本文:

┄┄┄┄┄┄

当時の酒造りは「口醸す酒」製法で、山ブドウ・桃・杏等の果物を口で噛み、壺に入れて唾液で発酵させたという。それをやっていたのが女性たちで、よく働く女性の歯は果物の渋で黒くなった。これが「働く女性の美しさ」として習慣になったという説がある。
また、山ブドウなどを妊婦が好んで食べたので、ブドウの渋で歯が染まるのが既婚の女性のあかしとされたという説もある。
平安時代のお歯黒
平安中期までのお歯黒は、草木・果物染めの方法で行われていたようだ。その後、鉄文化が伝わり、鉄を材料としたお歯黒が一般的になった。(お歯黒の別称「つけがね」もこれによる)
鉄を使ったお歯黒の作り方は、お茶・酒・酢・飴等を混ぜた液体に、焼いた鉄屑を入れて発酵させ、数日おいて錆びて黒くなった液体を沸かして作るもの(鉄漿水)だったという。かなり悪臭がして、体質に合わないと口が腫れ上がるなどということもあったようだ。
西暦753年に渡日した鑑真和尚が、酢酸第一鉄(鉄漿水)のかわりに硫酸第一鉄(緑バン)を使うお歯黒を伝え、高価ではあったが悪臭がなく、付きもよいものだったので広く普及したようだ。
上流階級の女性は、成人のあかしとして、17歳頃にお歯黒をするようになった。また男性も表情を柔和に見せて女性にもてるようにとお歯黒をする習慣があったようだ。今のお化粧ロックバンドなどと同じ感覚かもしれない(^^;) 11世紀頃から行われたようだが、男性の場合は身分の高い層に限定されていたようである。平家・源氏の公達や今川義元・北条早雲などもお歯黒をしていたという。戦で首をとったときに、身分の高い人物であるとごまかすために、首の歯にお歯黒をつけたという逸話もある(^^;)

┄┄┄┄┄┄

課題 1:
本文について、次の問いに答えよ。
(a) 「口醸す酒」製法で果物を口で噛み、壺に入れて発酵させていたのは誰か。
(b) 鑑真和尚が渡日したのは西暦何年か。
(c) 上流階級の女性は、何歳頃にお歯黒をするようになったか。

提供情報:
┄┄┄┄┄┄

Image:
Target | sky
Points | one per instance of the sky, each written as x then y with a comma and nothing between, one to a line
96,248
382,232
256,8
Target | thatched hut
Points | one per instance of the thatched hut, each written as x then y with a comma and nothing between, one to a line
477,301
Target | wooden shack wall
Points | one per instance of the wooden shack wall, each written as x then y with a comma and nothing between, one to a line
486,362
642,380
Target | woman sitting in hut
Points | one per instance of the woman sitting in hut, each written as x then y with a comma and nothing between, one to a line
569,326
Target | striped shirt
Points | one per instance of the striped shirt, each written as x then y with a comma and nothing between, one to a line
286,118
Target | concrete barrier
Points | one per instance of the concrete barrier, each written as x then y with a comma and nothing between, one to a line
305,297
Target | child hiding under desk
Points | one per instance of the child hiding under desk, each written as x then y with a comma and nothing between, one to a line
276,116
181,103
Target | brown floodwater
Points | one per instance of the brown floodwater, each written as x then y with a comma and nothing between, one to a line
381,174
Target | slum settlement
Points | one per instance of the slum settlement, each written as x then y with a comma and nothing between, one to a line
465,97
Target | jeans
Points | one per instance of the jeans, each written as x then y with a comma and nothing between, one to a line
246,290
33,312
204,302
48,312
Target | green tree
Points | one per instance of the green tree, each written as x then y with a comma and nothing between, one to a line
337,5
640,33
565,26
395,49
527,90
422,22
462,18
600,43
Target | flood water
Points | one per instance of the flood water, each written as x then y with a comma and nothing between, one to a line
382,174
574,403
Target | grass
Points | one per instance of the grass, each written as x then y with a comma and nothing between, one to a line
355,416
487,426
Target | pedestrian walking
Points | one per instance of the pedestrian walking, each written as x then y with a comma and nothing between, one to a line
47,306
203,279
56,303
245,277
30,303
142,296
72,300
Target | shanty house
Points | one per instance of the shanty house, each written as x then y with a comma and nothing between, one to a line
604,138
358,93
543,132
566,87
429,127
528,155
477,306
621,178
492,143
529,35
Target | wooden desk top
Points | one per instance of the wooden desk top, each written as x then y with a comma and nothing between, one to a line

┄┄┄┄┄┄

課題 2: 上のリストから、「floodwater」という語を含む行をすべて抜き出してください。

解答 1:
(a) 女性たち
(b) 西暦753年
(c) 17歳頃

解答 2:
Target | brown floodwater
Points | one per instance of the brown floodwater, each written as x then y with a comma and nothing between, one to a line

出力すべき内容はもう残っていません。